* START *

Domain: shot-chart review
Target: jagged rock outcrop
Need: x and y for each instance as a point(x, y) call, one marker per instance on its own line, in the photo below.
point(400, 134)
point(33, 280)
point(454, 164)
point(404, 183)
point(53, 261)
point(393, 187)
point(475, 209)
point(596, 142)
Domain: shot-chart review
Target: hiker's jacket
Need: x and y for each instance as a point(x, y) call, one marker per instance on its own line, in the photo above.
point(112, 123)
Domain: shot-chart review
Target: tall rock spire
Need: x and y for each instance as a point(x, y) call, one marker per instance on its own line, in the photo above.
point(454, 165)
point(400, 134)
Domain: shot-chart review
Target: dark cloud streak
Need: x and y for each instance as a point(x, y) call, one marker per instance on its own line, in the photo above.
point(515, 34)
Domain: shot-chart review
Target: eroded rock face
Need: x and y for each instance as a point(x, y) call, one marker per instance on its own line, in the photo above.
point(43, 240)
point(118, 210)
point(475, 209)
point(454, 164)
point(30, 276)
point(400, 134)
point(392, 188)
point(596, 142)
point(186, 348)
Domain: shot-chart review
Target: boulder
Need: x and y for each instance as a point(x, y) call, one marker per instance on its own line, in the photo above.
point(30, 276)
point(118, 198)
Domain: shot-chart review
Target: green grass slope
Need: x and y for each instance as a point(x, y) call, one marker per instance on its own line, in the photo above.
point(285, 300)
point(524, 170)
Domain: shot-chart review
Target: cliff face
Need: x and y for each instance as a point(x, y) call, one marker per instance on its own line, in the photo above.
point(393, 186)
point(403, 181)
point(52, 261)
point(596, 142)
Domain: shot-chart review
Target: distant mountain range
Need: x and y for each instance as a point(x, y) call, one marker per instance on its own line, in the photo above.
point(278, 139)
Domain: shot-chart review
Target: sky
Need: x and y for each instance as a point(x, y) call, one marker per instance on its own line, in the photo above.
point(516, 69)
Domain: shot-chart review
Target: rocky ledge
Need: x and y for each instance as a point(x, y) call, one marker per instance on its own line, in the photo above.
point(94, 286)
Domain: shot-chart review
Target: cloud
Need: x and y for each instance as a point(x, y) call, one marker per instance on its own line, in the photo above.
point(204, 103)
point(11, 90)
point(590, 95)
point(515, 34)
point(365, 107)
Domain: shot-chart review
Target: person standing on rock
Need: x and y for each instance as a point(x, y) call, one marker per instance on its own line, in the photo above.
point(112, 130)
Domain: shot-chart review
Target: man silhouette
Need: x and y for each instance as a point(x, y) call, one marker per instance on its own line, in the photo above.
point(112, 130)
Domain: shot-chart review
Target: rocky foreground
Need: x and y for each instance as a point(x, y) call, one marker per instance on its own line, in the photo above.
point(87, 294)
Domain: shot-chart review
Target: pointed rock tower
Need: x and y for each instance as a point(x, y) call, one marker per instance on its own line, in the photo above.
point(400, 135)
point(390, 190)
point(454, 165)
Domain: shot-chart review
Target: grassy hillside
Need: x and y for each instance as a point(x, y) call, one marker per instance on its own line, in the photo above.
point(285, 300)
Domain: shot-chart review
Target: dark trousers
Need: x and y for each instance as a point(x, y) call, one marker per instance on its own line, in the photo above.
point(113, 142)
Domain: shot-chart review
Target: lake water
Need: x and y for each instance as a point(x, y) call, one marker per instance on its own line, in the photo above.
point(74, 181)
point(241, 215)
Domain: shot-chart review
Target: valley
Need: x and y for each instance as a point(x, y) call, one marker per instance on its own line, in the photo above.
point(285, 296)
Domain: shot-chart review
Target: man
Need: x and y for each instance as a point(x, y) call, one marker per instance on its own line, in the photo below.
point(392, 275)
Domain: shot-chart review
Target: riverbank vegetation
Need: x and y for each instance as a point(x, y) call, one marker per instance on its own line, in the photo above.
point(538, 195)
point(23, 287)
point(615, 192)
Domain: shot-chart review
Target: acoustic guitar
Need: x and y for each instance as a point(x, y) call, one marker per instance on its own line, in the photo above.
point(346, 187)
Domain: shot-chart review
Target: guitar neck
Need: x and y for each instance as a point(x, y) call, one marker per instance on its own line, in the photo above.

* END *

## THE TASK
Can you collect every line of the material above that contains the word "face"? Case counts, so include only lines where it appears with that exact capitalization.

## EXERCISE ANSWER
Target: eroded rock face
Target: cliff face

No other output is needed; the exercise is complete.